AIM: In the data that follows, find the line containing "The component shall return one point per instance of the gold"; then quote that line and every line after it, exactly, through the last one.

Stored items
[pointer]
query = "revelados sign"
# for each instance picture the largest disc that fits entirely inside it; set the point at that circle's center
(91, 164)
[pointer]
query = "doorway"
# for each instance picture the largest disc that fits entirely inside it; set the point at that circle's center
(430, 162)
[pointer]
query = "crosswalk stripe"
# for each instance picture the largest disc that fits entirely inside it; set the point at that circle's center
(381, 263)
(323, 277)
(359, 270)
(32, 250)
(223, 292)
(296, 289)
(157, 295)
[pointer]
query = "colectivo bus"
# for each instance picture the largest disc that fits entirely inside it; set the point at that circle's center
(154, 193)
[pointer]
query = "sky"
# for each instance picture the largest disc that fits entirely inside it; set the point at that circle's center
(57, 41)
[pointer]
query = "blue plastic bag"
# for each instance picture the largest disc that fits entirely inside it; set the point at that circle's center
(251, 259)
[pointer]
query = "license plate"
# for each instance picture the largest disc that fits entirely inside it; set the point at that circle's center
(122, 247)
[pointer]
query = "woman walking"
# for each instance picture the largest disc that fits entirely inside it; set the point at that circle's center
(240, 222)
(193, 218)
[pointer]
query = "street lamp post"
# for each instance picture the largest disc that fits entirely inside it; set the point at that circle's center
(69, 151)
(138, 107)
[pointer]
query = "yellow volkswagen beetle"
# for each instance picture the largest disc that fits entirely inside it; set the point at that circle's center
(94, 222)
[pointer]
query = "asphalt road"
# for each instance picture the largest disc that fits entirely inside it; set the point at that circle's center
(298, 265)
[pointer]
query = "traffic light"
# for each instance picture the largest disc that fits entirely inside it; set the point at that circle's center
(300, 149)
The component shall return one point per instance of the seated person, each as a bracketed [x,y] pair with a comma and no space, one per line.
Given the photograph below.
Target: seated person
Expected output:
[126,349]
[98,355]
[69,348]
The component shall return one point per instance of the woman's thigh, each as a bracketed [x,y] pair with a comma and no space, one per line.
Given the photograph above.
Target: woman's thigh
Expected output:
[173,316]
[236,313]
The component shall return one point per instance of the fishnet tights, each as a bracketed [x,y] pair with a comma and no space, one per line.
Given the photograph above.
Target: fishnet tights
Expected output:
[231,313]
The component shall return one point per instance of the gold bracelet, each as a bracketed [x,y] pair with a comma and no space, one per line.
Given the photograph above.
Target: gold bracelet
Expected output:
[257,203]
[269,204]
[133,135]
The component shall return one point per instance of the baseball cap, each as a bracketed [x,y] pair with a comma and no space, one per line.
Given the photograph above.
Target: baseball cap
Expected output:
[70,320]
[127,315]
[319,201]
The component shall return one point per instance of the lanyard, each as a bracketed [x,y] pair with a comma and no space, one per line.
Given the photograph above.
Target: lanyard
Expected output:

EXERCISE RESULT:
The component shall return one point per instance of the gold bracelet, each as a bracketed [x,y] pair with a comma and no space, one per line.
Given the photograph above.
Target: gold bracelet
Expected output:
[257,203]
[269,204]
[133,135]
The component shall return one point per instance of the baseball cap, each as a bracketed [x,y] pair with a comma and no space, one per line.
Given the photograph above.
Target: baseball cap
Expected output:
[70,320]
[127,315]
[319,201]
The component shall return one point per instance of the lanyard, each as a bracketed [x,y] pair with a comma and no space, one per line.
Given the photograph above.
Target: lanyard
Expected output:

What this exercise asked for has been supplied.